This condition perhaps has its anticipation in a vanished illusion. The sensation of 1803 in London was an exhibition known as ‘The Invisible Girl’. A contemporary handbill promises that

From an Aerostatic Globe of Eighteen Inches Diameter, Suspended between two ornamental Hemispheres in the middle of the Room, the VOICE OF A LIVING FEMALE is distinctly heard as if originating in the Centre, and will answer questions put by any person present…the Lady of the Balloon, who, though herself invisible to the Keenest Eye, seems to be in the middle of the Assemblage, and sees everything that passes in the Room; she is distinctly heard to breathe, to sigh etc. and by her answers returned instantaneously to all proper Questions, this Mysterious Incognita seems to be in possession of every hint, thought and action of the Company.

════════════════

## [Exercise instructions]
[1] Translate this sentence from the passage on the Invisible Girl exhibition into Spanish: "The sensation of 1803 in London was an exhibition known as ‘The Invisible Girl’."
[2] Answer these questions from the passage on the Invisible Girl exhibition:
(a) In what year and in what city was the exhibition a sensation?
(b) What was the diameter of the Aerostatic Globe?
(c) Between what was the globe suspended?
[3] Repeat the passage on the Invisible Girl exhibition from "From an Aerostatic" up to and including "of the Company.", keeping every word as it appears.
The rows that come next are separate material and have no connection to the passage on the Invisible Girl exhibition.

## [Information given]

════════════════

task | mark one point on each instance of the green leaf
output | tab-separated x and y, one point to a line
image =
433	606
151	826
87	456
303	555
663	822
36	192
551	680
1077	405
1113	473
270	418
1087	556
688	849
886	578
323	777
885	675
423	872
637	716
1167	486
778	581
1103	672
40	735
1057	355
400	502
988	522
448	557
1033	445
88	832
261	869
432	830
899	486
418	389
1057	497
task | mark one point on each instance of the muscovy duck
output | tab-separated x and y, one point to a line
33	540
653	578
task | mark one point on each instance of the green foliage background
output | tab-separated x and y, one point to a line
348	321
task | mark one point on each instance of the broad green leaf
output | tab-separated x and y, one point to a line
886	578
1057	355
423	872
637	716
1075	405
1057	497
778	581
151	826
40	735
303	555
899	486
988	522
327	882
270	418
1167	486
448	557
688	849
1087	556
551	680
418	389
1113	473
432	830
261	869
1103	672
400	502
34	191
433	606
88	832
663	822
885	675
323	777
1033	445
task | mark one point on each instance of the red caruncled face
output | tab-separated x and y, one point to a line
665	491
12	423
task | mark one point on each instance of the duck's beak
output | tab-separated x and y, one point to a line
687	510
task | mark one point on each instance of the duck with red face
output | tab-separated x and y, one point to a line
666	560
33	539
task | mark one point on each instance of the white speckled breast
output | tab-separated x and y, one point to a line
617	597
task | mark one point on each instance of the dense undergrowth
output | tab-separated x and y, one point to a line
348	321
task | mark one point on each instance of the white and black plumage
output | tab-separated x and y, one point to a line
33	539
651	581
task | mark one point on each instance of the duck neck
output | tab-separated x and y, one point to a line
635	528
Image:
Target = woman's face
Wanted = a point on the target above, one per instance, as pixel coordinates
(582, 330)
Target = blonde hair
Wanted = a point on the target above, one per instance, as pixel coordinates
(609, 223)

════════════════

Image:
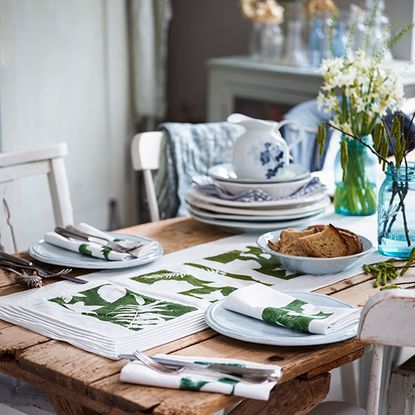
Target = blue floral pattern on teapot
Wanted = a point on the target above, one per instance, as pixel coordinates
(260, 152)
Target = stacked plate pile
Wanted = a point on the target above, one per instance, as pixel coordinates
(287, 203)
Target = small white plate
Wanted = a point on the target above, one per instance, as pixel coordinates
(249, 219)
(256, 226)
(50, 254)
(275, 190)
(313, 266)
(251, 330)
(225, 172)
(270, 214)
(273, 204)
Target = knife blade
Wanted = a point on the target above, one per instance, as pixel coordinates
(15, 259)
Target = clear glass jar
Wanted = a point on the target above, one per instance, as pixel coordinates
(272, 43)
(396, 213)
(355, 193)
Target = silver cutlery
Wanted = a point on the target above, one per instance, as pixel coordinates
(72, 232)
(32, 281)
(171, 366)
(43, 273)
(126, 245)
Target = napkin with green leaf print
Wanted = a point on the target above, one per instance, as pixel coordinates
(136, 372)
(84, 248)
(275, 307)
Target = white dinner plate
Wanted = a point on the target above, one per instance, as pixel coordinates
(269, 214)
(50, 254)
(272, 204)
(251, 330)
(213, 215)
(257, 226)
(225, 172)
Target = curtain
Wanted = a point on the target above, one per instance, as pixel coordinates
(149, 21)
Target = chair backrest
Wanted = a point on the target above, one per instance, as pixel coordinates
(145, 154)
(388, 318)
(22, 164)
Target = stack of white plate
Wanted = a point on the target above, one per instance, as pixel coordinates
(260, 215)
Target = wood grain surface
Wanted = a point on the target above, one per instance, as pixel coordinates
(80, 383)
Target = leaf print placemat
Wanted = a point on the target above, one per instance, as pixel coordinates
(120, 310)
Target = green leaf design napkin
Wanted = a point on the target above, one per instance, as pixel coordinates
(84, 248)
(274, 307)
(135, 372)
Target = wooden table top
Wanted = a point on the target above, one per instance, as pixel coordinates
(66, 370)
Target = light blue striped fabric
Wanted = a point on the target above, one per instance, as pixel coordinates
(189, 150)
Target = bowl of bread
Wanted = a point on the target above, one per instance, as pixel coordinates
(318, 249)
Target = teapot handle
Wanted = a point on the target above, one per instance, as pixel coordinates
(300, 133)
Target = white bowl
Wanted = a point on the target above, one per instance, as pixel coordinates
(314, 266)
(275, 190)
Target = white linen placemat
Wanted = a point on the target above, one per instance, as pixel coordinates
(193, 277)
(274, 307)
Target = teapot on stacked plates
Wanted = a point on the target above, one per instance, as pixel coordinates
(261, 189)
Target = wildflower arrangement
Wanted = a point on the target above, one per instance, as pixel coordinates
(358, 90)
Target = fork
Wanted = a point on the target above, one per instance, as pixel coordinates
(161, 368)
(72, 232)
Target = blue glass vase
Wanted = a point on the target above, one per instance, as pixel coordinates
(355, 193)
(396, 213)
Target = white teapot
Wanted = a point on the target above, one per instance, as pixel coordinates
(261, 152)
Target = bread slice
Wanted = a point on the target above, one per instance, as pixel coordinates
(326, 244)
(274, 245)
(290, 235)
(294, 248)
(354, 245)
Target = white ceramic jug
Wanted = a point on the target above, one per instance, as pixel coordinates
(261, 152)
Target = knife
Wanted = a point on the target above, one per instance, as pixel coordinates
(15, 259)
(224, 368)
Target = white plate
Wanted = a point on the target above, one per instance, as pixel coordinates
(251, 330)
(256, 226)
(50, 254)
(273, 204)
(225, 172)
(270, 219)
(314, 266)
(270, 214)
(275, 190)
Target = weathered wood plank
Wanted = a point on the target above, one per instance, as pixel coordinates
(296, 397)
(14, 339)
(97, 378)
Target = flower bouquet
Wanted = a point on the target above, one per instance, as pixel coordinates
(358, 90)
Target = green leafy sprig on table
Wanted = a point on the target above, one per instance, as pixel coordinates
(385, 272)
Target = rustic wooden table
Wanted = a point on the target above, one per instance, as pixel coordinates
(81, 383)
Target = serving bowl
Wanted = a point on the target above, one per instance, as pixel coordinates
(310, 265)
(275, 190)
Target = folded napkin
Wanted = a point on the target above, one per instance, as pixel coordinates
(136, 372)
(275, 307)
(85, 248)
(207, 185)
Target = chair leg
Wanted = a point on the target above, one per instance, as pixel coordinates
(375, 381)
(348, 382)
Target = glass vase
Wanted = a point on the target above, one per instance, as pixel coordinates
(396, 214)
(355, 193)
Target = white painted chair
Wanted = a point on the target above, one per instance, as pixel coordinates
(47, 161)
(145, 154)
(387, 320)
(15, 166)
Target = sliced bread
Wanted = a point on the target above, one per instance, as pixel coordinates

════════════════

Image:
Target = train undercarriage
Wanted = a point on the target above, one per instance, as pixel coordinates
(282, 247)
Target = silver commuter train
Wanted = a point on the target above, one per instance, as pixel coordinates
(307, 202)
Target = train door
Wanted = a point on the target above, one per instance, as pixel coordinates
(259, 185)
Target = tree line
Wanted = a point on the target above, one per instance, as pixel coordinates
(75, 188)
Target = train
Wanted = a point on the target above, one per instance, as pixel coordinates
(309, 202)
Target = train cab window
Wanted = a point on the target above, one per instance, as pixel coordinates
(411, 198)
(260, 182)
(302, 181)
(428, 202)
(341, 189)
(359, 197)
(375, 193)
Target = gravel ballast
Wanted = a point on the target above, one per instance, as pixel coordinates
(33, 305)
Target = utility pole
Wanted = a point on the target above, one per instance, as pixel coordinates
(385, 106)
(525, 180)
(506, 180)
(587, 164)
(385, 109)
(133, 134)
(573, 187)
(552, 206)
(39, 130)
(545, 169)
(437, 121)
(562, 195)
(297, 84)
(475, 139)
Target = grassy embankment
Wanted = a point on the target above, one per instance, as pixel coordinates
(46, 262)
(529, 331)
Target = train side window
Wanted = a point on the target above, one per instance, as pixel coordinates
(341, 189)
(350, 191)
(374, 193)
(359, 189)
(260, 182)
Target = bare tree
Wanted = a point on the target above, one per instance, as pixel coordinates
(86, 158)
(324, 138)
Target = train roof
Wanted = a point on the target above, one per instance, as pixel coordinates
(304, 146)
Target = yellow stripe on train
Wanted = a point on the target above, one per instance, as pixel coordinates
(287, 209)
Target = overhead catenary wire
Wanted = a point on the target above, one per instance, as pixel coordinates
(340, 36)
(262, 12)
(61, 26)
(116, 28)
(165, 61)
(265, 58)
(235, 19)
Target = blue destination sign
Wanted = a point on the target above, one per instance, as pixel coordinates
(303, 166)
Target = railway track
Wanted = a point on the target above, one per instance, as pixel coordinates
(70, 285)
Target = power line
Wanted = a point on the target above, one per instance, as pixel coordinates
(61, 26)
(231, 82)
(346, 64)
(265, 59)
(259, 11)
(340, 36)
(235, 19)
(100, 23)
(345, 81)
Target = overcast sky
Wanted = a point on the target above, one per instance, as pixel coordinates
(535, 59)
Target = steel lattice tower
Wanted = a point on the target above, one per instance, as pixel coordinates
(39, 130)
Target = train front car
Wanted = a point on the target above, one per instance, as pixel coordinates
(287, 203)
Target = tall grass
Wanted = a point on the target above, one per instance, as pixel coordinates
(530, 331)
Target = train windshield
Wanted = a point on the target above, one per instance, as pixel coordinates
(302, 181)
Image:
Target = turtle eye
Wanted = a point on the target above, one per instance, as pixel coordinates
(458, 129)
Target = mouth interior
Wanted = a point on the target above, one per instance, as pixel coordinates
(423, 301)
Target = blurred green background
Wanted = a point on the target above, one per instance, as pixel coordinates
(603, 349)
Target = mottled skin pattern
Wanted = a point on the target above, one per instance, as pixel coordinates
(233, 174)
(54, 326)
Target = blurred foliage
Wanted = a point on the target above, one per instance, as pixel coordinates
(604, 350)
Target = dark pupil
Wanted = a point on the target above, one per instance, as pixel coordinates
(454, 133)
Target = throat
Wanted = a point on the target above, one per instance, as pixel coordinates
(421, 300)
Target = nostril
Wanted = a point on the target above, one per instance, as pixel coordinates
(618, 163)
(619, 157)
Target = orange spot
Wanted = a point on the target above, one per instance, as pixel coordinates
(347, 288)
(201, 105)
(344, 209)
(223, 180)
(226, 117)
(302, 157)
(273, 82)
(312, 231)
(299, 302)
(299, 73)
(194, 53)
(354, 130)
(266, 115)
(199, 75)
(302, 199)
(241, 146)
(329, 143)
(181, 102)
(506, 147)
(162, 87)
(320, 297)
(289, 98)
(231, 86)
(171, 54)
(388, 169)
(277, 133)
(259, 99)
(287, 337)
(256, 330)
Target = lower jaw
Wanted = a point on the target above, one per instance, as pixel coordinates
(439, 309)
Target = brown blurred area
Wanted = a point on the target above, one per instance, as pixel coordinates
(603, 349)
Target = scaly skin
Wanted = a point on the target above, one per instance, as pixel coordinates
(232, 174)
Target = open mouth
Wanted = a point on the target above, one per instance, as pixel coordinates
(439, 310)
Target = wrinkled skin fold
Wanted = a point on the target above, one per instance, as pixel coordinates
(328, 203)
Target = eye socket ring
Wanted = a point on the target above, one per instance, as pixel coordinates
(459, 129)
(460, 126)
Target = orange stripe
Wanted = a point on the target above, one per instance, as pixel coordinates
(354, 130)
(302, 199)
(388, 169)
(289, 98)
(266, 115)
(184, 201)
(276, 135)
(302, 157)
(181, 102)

════════════════

## [Answers provided]
[1] La sensación de 1803 en Londres fue una exhibición conocida como ‘La Niña Invisible’.

[2]
(a) 1803, in London.
(b) Eighteen inches.
(c) Two ornamental hemispheres.

[3]
From an Aerostatic Globe of Eighteen Inches Diameter, Suspended between two ornamental Hemispheres in the middle of the Room, the VOICE OF A LIVING FEMALE is distinctly heard as if originating in the Centre, and will answer questions put by any person present…the Lady of the Balloon, who, though herself invisible to the Keenest Eye, seems to be in the middle of the Assemblage, and sees everything that passes in the Room; she is distinctly heard to breathe, to sigh etc. and by her answers returned instantaneously to all proper Questions, this Mysterious Incognita seems to be in possession of every hint, thought and action of the Company.